This exercise calls for printing every record exactly once more.

[Study material]:
********

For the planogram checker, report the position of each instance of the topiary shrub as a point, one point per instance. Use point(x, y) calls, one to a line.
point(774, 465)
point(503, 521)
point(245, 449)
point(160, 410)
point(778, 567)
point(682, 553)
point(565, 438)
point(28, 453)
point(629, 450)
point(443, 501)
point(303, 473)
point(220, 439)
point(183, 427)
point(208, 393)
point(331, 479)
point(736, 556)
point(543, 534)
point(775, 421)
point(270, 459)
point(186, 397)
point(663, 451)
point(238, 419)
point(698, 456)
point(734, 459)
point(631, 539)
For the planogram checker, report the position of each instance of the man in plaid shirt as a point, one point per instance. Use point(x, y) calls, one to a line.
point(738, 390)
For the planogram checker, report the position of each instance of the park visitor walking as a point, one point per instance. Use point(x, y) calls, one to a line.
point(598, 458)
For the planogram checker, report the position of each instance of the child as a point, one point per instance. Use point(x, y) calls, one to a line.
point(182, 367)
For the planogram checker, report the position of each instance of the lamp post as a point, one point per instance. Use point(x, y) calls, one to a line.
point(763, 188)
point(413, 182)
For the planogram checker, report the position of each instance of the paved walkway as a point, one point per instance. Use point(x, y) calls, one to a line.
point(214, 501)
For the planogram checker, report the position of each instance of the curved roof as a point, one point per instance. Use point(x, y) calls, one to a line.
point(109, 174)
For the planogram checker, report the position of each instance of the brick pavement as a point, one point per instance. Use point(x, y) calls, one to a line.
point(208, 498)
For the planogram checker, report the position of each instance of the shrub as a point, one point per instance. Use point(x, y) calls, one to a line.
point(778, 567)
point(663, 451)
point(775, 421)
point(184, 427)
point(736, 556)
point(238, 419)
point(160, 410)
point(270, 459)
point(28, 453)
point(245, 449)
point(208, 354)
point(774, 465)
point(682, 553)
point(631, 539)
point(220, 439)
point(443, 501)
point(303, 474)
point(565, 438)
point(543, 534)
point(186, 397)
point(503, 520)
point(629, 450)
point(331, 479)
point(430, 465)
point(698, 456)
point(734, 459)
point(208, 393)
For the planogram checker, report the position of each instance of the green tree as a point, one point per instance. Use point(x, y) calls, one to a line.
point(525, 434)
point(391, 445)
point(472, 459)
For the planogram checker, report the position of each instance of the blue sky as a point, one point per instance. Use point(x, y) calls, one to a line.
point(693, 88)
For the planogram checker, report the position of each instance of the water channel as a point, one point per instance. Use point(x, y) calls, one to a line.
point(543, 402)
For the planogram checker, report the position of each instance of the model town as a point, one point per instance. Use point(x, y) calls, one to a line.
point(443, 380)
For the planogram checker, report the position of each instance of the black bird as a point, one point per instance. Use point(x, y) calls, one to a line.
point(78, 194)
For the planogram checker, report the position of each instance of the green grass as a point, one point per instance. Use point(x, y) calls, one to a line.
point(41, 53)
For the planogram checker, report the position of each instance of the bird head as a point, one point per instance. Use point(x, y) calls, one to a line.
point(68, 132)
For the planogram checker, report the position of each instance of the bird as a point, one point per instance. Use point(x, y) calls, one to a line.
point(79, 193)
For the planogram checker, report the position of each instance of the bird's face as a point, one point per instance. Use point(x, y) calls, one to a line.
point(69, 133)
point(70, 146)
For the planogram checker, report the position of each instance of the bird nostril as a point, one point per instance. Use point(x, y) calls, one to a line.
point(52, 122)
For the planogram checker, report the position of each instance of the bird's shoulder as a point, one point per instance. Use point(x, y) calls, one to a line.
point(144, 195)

********

[Result below]:
For the planogram checker, report the position of each instance of the topiary shrub as a point, one point per instance. Use point(x, y) calls, one to a line.
point(774, 465)
point(503, 521)
point(245, 449)
point(160, 410)
point(778, 567)
point(682, 553)
point(565, 438)
point(28, 453)
point(629, 450)
point(443, 501)
point(303, 473)
point(220, 439)
point(183, 427)
point(208, 393)
point(331, 479)
point(736, 556)
point(543, 534)
point(775, 421)
point(270, 459)
point(186, 397)
point(663, 451)
point(238, 419)
point(698, 456)
point(734, 459)
point(631, 539)
For the planogram checker, report the position of each instance of the man in plaid shirt as a point, one point per instance. Use point(x, y) calls, one to a line.
point(738, 390)
For the planogram checker, report the position of each instance of the park visitor walking as a point, one point per instance. Use point(x, y) calls, one to a line.
point(598, 458)
For the planogram checker, report the position of each instance of the child as a point, one point per instance. Use point(x, y) calls, one to a line.
point(182, 367)
For the planogram checker, report the position of each instance of the lamp post as a point, one point per instance. Use point(x, y) calls, one to a line.
point(763, 188)
point(413, 182)
For the planogram checker, report the position of each instance of the paved walkway as a point, one point per instance. Use point(x, y) calls, one to a line.
point(214, 501)
For the planogram checker, report the position of each instance of the curved roof as a point, one point per instance. Use point(x, y) calls, one to a line.
point(109, 174)
For the planogram checker, report the position of each instance of the brick pavement as a point, one point per instance. Use point(x, y) calls, one to a line.
point(208, 498)
For the planogram checker, report the position of each instance of the shrub as a point, one point per instance. Use point(x, y) calls, one to a line.
point(778, 567)
point(663, 451)
point(775, 421)
point(184, 427)
point(736, 556)
point(238, 419)
point(160, 410)
point(270, 459)
point(28, 453)
point(245, 449)
point(208, 354)
point(774, 465)
point(682, 553)
point(631, 539)
point(220, 439)
point(443, 501)
point(303, 474)
point(565, 438)
point(543, 534)
point(186, 397)
point(503, 520)
point(629, 450)
point(331, 479)
point(430, 465)
point(698, 456)
point(734, 459)
point(208, 393)
For the planogram checker, report the position of each instance of the green tree as a point, one point per instance. Use point(x, y) calls, one to a line.
point(525, 434)
point(391, 445)
point(472, 459)
For the planogram checker, report the position of each instance of the blue sky as a point, one point per instance. Use point(x, y) calls, one to a line.
point(693, 88)
For the planogram checker, report the position of each instance of the water channel as a point, one point per instance. Use point(x, y) calls, one to a line.
point(543, 402)
For the planogram checker, report the position of each instance of the model town as a point, one point per instance. Use point(x, y) calls, one to a line.
point(443, 380)
For the planogram checker, report the position of each instance of the black bird as a point, one point per instance. Use point(x, y) calls, one to a line.
point(78, 194)
For the planogram checker, report the position of each instance of the green grass as a point, one point per instance. Use point(x, y) calls, one to a line.
point(41, 53)
For the planogram checker, report the position of each instance of the bird head as a point, one point per instance. Use point(x, y) calls, one to a line.
point(68, 132)
For the planogram checker, report the position of each instance of the bird as a point, one point per instance. Use point(x, y) calls, one to a line.
point(79, 193)
For the planogram checker, report the position of each instance of the bird's face as a point, one point per instance. Use point(x, y) calls, one to a line.
point(69, 133)
point(70, 146)
For the planogram checker, report the position of each instance of the bird nostril as a point, one point per instance. Use point(x, y) calls, one to a line.
point(52, 122)
For the planogram checker, report the position of each instance of the bird's shoulder as a point, one point per instance. Use point(x, y) calls, one to a line.
point(144, 195)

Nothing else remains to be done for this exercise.